### PASSAGE TO READ
•••

A scandal affecting the Oklahoma Supreme Court erupted into public view on April 8, 1964, when a Federal Grand Jury indicted Justice Earl Welch and semi-retired Justice N. S. Corn on charges of income tax evasion. (Note: Justice Corn, a former vice chief justice, had retired from the court in 1959, when he was 75 years old, and had been on semi-retired status, presiding on special assignments and drawing three-fourths of his former pay.) Welch allegedly evaded $13,364 in income taxes for 1957 through 1961, and Corn allegedly evaded $11,063 in 1957 through 1959. Corn did not contest the charge and was sentenced to 18 months in prison and was fined $11,250. The U.S. Attorney told the court that he had a witness who would testify that he gave Corn $150,000 for a favorable decision in a corporate case coming up before the Oklahoma Supreme Court, and had receipts showing the money was delivered to Corn in cash via armored car. The witness had also told the district attorney that Corn told him the money was to "...assist himself and other members of the Supreme Court in meeting campaign expenses."

Berry, a relative newcomer to the Supreme Court, was not involved in any of the scandalous behavior. He was one of the people who first learned of the scandal, was morally outraged by the details and helped bring it to public attention. Afterward, assisted by James E. Alexander, he related the affair in a book: Justice for Sale: Shocking Scandal of the Oklahoma Supreme Court. (Note: James E. Alexander was Berry's co-author of Prisoner of the Rising Sun, which related Berry's experiences as a prisoner of the Japanese during World War II.) The book documented the bribes that were the downfall of Corn and Welch, but similar behavior over a long time, and helped build pressure for changing the way Oklahoma selects and monitors the behavior of its judges.

==Post-retirement==
After retiring from the Supreme Court, Berry practiced as a private attorney and as a director, president and chairman of the board of the Thomas N. Berry Company, his family's oil and gas business, which was headquartered in Stillwater.

==Death==
Berry died on June 16, 2004, in Oklahoma City. A funeral service for the judge was held on June 18 at the Church of Jesus Christ of Latter Day Saints of Oklahoma City. His widow, Carolyn (1925-2013), died on October 18, 2013. The Berrys were survived by two children, five grandchildren, and three great-grandchildren.

==Legacy==
Berry has been credited with starting the Oklahoma County Juvenile Detention home in June 1953, when he was the Oklahoma County Juvenile Judge. He brought together a number of disparate supporters who shared an interest in creating such a facility. These included: the Juvenile Council of Oklahoma City, county officials, United Church Women, PTA groups, as well as professional groups of social workers, psychologists, and members of the bar and medical professions. Prodded by these efforts, a bill was passed in the Oklahoma Legislature to allow Oklahoma County to fund construction of a home for delinquent young people, under 18 years old. Construction began in March, 1958, and the first child was admitted December 20, 1958. (Note: The original facility had 21 beds. It was replaced in September, 1986 by a 42-bed facility. In 1996, another 38 beds, three classrooms, staff offices and a multipurpose room were added.) On February 8, 1960, the Oklahoma County Commissioners Court officially named the facility "Berry House," in honor of Judge Berry.

•••

### DATA FOR ANALYSIS
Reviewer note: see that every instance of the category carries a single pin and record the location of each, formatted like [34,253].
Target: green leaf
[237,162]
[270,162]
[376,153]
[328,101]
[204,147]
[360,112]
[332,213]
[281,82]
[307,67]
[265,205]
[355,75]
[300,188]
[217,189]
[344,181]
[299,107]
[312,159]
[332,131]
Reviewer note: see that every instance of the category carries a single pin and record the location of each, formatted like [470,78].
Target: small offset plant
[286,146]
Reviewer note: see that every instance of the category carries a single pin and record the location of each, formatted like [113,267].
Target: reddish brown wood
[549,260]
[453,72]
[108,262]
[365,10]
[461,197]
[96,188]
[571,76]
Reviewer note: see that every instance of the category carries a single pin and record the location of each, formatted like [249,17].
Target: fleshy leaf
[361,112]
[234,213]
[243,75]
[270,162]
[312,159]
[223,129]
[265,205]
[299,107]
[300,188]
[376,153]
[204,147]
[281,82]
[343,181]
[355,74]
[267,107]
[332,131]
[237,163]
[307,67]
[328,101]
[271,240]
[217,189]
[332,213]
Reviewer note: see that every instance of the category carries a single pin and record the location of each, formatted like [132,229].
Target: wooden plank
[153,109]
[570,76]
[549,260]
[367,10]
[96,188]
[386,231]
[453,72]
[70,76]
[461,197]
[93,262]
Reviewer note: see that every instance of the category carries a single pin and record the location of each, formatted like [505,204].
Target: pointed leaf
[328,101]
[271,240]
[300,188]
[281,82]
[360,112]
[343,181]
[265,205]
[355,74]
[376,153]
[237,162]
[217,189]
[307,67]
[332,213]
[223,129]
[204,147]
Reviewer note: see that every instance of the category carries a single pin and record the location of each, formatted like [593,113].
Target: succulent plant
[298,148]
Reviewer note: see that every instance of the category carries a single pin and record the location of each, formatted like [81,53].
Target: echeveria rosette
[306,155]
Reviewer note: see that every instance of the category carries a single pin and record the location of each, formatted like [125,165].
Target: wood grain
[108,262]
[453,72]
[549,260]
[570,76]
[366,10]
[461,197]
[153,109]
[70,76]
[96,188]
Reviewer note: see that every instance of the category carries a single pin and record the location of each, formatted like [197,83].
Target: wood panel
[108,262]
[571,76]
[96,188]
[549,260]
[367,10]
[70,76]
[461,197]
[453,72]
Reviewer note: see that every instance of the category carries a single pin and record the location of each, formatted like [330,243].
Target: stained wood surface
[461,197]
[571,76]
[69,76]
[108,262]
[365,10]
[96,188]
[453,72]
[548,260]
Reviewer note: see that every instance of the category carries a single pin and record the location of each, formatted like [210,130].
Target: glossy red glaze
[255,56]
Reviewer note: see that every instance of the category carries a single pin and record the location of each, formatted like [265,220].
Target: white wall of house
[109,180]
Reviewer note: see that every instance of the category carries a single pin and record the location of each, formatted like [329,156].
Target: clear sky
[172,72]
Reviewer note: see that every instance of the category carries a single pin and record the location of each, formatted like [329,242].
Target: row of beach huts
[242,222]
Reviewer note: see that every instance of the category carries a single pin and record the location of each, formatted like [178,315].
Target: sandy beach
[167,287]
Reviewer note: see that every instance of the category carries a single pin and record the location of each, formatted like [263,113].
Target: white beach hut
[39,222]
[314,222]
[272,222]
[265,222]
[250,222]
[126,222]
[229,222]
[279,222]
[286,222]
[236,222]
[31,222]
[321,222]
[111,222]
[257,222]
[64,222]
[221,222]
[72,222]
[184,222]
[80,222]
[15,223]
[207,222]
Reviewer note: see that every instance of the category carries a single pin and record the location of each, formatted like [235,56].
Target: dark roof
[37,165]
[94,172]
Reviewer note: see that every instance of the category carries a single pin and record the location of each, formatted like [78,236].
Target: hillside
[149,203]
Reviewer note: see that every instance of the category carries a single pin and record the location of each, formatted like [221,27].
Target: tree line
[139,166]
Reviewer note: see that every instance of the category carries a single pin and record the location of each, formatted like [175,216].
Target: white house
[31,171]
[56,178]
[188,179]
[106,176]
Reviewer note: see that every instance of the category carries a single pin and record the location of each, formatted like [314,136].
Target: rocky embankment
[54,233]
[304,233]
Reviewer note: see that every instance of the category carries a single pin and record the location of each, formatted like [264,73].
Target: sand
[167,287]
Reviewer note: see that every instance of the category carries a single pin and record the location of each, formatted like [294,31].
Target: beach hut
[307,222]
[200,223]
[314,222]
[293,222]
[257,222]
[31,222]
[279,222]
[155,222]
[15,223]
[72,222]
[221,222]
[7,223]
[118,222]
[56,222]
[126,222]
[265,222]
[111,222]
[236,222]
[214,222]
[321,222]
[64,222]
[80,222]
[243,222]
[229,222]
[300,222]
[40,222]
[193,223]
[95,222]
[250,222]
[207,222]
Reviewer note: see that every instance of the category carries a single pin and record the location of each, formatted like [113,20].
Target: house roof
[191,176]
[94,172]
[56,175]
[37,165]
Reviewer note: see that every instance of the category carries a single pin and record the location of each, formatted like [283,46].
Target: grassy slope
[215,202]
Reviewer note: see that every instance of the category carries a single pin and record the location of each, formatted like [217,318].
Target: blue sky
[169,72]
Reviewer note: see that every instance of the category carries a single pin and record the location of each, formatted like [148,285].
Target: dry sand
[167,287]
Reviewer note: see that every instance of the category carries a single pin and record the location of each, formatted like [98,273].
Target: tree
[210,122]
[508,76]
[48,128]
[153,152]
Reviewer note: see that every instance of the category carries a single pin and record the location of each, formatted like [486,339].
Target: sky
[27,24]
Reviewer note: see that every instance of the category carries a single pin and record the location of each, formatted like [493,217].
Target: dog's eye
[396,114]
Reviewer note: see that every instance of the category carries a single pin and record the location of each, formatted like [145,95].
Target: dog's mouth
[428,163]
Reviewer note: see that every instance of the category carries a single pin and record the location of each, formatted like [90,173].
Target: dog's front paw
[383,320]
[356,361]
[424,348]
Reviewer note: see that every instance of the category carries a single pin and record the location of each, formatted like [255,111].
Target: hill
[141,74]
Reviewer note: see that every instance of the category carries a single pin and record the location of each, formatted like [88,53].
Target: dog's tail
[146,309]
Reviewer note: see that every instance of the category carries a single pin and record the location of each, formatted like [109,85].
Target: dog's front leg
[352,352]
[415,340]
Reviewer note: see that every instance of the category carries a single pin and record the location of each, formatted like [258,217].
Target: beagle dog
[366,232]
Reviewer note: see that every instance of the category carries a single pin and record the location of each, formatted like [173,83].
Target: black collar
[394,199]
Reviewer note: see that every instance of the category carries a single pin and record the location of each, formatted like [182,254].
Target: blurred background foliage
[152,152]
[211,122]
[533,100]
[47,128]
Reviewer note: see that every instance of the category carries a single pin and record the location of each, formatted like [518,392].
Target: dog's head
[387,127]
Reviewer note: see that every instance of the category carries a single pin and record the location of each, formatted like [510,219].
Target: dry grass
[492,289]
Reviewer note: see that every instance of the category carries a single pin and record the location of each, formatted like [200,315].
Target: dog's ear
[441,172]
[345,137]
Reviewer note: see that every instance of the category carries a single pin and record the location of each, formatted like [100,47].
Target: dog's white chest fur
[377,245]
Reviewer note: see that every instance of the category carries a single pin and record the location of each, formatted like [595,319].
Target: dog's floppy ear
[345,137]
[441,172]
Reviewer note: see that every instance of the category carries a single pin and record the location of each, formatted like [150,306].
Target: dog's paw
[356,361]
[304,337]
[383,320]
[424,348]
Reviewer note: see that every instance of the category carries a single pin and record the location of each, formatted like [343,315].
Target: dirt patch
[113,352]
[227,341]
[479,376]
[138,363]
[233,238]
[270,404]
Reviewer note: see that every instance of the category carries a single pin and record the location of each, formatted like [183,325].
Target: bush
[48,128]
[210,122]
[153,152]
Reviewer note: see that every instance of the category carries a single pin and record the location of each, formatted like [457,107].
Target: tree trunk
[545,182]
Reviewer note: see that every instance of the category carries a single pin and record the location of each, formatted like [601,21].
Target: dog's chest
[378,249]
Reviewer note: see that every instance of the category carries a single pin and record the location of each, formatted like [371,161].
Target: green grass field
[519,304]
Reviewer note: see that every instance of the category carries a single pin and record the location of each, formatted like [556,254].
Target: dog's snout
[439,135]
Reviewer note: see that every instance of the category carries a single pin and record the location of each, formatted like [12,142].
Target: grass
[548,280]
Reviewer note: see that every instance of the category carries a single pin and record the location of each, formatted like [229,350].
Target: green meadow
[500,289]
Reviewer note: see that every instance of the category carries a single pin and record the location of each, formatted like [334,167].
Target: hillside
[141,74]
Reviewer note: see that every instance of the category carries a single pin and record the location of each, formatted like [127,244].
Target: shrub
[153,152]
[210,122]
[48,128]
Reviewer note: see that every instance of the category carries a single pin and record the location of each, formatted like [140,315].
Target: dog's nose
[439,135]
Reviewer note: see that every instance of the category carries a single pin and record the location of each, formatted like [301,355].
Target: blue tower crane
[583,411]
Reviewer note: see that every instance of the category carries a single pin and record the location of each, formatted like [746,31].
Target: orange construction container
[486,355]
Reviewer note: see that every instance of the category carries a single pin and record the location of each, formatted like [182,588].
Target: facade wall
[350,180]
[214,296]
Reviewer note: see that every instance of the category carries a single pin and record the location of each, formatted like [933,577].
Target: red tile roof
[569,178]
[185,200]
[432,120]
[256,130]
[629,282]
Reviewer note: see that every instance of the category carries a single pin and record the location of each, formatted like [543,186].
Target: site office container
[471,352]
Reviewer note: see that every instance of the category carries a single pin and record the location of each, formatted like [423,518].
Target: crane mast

•••

### TASK REQUIREMENTS
1. List everything the text about Judge Berry says was added to the juvenile facility in 1996.
2. Change the text about Judge Berry from "Berry, a relative" through "of its judges." by putting "recent arrival" in place of "relative newcomer".
3. Answer these questions from the text about Judge Berry:
(a) In what city was the Thomas N. Berry Company headquartered?
(b) On what date was the first child admitted to the juvenile facility?
(c) How many beds did the original facility have?

### ANSWERS
1.
- another 38 beds
- three classrooms
- staff offices
- a multipurpose room

2.
Berry, a recent arrival to the Supreme Court, was not involved in any of the scandalous behavior. He was one of the people who first learned of the scandal, was morally outraged by the details and helped bring it to public attention. Afterward, assisted by James E. Alexander, he related the affair in a book: Justice for Sale: Shocking Scandal of the Oklahoma Supreme Court. (Note: James E. Alexander was Berry's co-author of Prisoner of the Rising Sun, which related Berry's experiences as a prisoner of the Japanese during World War II.) The book documented the bribes that were the downfall of Corn and Welch, but similar behavior over a long time, and helped build pressure for changing the way Oklahoma selects and monitors the behavior of its judges.

3.
(a) Stillwater
(b) December 20, 1958
(c) 21